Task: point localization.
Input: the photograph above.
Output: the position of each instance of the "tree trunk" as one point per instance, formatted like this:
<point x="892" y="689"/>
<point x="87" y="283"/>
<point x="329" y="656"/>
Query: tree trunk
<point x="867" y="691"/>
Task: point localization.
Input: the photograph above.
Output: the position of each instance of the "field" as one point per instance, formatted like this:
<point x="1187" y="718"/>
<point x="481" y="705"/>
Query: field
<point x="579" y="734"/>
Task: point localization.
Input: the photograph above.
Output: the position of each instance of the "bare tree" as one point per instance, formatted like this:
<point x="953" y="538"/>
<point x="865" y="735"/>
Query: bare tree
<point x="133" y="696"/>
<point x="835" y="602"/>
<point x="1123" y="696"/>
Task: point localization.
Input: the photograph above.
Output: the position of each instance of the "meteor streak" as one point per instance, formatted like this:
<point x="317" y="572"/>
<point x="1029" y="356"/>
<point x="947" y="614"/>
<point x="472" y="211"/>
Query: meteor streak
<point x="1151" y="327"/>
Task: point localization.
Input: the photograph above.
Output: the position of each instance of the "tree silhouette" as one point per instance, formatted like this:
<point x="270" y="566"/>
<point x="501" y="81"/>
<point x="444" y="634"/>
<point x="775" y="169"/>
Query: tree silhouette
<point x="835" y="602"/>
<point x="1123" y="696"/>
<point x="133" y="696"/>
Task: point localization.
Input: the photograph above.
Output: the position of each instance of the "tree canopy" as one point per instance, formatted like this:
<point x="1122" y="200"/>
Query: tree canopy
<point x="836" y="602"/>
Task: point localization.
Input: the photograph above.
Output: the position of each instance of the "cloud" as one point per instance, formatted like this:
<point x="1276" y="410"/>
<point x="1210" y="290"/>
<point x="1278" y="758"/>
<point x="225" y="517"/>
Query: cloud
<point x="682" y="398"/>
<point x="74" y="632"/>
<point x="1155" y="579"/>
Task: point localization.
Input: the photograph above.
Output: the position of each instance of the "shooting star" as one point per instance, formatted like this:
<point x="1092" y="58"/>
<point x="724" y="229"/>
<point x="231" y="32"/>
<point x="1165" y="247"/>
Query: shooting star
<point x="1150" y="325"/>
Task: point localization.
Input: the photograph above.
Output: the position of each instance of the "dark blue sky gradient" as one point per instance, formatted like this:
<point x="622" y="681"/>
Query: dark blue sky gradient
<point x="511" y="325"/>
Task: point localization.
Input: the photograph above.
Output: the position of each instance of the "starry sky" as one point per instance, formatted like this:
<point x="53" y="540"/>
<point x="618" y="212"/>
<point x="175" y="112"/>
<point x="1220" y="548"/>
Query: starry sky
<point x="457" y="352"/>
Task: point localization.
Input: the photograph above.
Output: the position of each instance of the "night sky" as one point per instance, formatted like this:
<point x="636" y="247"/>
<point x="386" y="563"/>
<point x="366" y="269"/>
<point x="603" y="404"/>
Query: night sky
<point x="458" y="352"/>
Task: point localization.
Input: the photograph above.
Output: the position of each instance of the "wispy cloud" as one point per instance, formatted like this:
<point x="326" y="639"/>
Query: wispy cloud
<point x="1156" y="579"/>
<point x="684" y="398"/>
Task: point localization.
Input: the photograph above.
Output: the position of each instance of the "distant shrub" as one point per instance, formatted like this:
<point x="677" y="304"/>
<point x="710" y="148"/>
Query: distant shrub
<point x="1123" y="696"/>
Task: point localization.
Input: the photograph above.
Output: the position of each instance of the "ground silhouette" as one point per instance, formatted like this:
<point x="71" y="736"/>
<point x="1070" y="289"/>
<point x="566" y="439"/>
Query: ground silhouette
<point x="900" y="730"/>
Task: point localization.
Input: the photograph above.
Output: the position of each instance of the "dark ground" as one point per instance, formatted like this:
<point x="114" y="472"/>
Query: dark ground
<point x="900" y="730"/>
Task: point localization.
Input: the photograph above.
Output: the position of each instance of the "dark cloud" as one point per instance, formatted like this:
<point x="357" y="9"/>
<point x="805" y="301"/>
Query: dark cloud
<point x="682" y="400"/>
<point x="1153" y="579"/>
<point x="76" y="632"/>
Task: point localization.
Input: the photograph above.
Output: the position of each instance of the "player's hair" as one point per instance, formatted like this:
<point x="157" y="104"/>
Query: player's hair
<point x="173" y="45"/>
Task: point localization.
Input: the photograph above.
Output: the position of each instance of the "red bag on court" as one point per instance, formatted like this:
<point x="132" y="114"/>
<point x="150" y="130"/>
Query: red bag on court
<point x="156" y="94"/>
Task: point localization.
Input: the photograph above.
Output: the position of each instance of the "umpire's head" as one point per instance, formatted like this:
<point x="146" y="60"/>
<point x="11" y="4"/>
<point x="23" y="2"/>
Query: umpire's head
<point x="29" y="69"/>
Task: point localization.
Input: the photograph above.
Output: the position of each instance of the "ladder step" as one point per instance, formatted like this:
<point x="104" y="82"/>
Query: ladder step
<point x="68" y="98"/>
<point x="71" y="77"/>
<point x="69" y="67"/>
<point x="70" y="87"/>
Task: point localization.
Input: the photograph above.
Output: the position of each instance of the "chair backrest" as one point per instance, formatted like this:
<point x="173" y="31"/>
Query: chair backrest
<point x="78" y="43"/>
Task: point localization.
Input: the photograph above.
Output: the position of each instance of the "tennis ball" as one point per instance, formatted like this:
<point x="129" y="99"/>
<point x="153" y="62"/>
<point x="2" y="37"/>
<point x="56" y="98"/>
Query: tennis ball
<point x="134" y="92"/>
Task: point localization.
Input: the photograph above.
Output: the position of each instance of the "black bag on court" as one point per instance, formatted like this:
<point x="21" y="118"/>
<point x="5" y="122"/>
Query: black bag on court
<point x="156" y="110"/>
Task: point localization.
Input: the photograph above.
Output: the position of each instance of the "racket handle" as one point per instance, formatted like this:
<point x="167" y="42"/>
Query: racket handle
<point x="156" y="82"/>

◇ ◇ ◇ ◇

▶ _What you need to do_
Every entry must be output again, exactly as written above.

▶ _Right answer_
Task: point localization.
Input: the photograph above.
Output: the position of each instance of the "tree trunk" as one point per instance, formatted like this:
<point x="892" y="689"/>
<point x="87" y="283"/>
<point x="329" y="656"/>
Query: tree trunk
<point x="867" y="691"/>
Task: point localization.
Input: the photograph above.
Output: the position of each instance of the "field" as one point per instance, formatted like this:
<point x="1187" y="718"/>
<point x="481" y="705"/>
Query: field
<point x="579" y="734"/>
Task: point localization.
Input: the photograph above.
Output: the position of each instance of the "bare tree" as one point per instance, formatted like this:
<point x="953" y="538"/>
<point x="865" y="735"/>
Query: bare tree
<point x="133" y="696"/>
<point x="835" y="602"/>
<point x="1123" y="696"/>
Task: point localization.
Input: the photograph above.
Output: the position of each instance of the "meteor streak" as one point per instance, formatted like this:
<point x="317" y="572"/>
<point x="1029" y="356"/>
<point x="947" y="614"/>
<point x="472" y="211"/>
Query: meteor streak
<point x="1151" y="327"/>
Task: point localization.
Input: the photograph above.
Output: the position of each instance of the "tree silhouette" as one point per instance, formatted like this:
<point x="270" y="566"/>
<point x="501" y="81"/>
<point x="444" y="634"/>
<point x="775" y="169"/>
Query: tree silhouette
<point x="835" y="602"/>
<point x="1123" y="696"/>
<point x="133" y="696"/>
Task: point localization.
Input: the photograph above.
Output: the position of each instance of the "tree canopy" as one point per instance, formatted like this:
<point x="1122" y="200"/>
Query: tree canopy
<point x="836" y="602"/>
Task: point localization.
Input: the photograph above.
Output: the position of each instance of the "cloud" as one point per instance, formatted like this:
<point x="1276" y="410"/>
<point x="1210" y="290"/>
<point x="1278" y="758"/>
<point x="225" y="517"/>
Query: cloud
<point x="682" y="398"/>
<point x="74" y="632"/>
<point x="1155" y="579"/>
Task: point localization.
Input: the photograph above.
Output: the position of each instance of the "shooting star" as one point per instance, formatted like this:
<point x="1092" y="58"/>
<point x="724" y="229"/>
<point x="231" y="32"/>
<point x="1165" y="247"/>
Query: shooting star
<point x="1150" y="325"/>
Task: point localization.
Input: the photograph above.
Output: the position of each instance of the "dark blue sky gradient" as one point per instance, formatted like this:
<point x="622" y="681"/>
Query: dark blue sky gradient
<point x="511" y="325"/>
Task: point localization.
Input: the photograph above.
Output: the position of each instance of the "starry sky" as one point per instance, formatted like this:
<point x="53" y="540"/>
<point x="618" y="212"/>
<point x="175" y="112"/>
<point x="1220" y="548"/>
Query: starry sky
<point x="457" y="352"/>
Task: point localization.
Input: the photograph above.
Output: the position of each instance of the "night sky" as one point per instance, formatted like this:
<point x="636" y="247"/>
<point x="386" y="563"/>
<point x="366" y="269"/>
<point x="603" y="404"/>
Query: night sky
<point x="458" y="352"/>
Task: point localization.
Input: the photograph above.
Output: the position of each instance of the "wispy cloud" as one point per instance, formatted like this:
<point x="326" y="639"/>
Query: wispy cloud
<point x="1156" y="579"/>
<point x="684" y="398"/>
Task: point localization.
Input: the photograph above.
Output: the position of each instance of the "distant shrub" as one point per instance, formatted like this:
<point x="677" y="304"/>
<point x="710" y="148"/>
Query: distant shrub
<point x="1123" y="696"/>
Task: point localization.
Input: the photograph above.
Output: the position of each instance of the "ground silhouette" as one point per instance, formatted like this:
<point x="71" y="736"/>
<point x="1070" y="289"/>
<point x="566" y="439"/>
Query: ground silhouette
<point x="900" y="730"/>
Task: point localization.
Input: the photograph above.
Output: the position of each instance of the "dark ground" as one point per instance, formatted like this:
<point x="114" y="472"/>
Query: dark ground
<point x="900" y="730"/>
Task: point localization.
Input: the photograph above.
Output: the position of each instance of the "dark cloud" as one point per instance, formatted like this:
<point x="357" y="9"/>
<point x="805" y="301"/>
Query: dark cloud
<point x="682" y="400"/>
<point x="1153" y="579"/>
<point x="76" y="632"/>
Task: point localization.
Input: the photograph above.
Output: the position of each instance of the "player's hair" as one point per instance, formatted like this:
<point x="157" y="104"/>
Query: player's hair
<point x="173" y="45"/>
Task: point localization.
Input: the photograph above.
Output: the position of each instance of the "red bag on court" as one point per instance, formatted like this:
<point x="132" y="114"/>
<point x="150" y="130"/>
Query: red bag on court
<point x="156" y="94"/>
Task: point localization.
Input: the photograph above.
Output: the position of each instance of the "umpire's head" as one point per instance, formatted like this:
<point x="146" y="60"/>
<point x="11" y="4"/>
<point x="23" y="2"/>
Query: umpire's head
<point x="29" y="69"/>
Task: point localization.
Input: the photograph above.
Output: the position of each instance of the "ladder step" as one point per instance, formatted like this:
<point x="104" y="82"/>
Query: ladder step
<point x="68" y="98"/>
<point x="71" y="77"/>
<point x="69" y="67"/>
<point x="70" y="87"/>
Task: point localization.
Input: the photograph above.
Output: the position of each instance of the "chair backrest" as one point per instance, formatted like this:
<point x="173" y="31"/>
Query: chair backrest
<point x="78" y="43"/>
Task: point localization.
Input: the photograph above.
Output: the position of each instance of the "tennis ball" as one point per instance, formatted like this:
<point x="129" y="99"/>
<point x="153" y="62"/>
<point x="2" y="37"/>
<point x="56" y="98"/>
Query: tennis ball
<point x="134" y="92"/>
Task: point localization.
Input: the photograph above.
Output: the position of each instance of the "black bag on court" as one point per instance, formatted like this:
<point x="21" y="118"/>
<point x="5" y="122"/>
Query: black bag on court
<point x="156" y="110"/>
Task: point localization.
Input: the photograph above.
Output: the position of each instance of the "racket handle" as one point per instance, formatted like this:
<point x="167" y="42"/>
Query: racket handle
<point x="156" y="82"/>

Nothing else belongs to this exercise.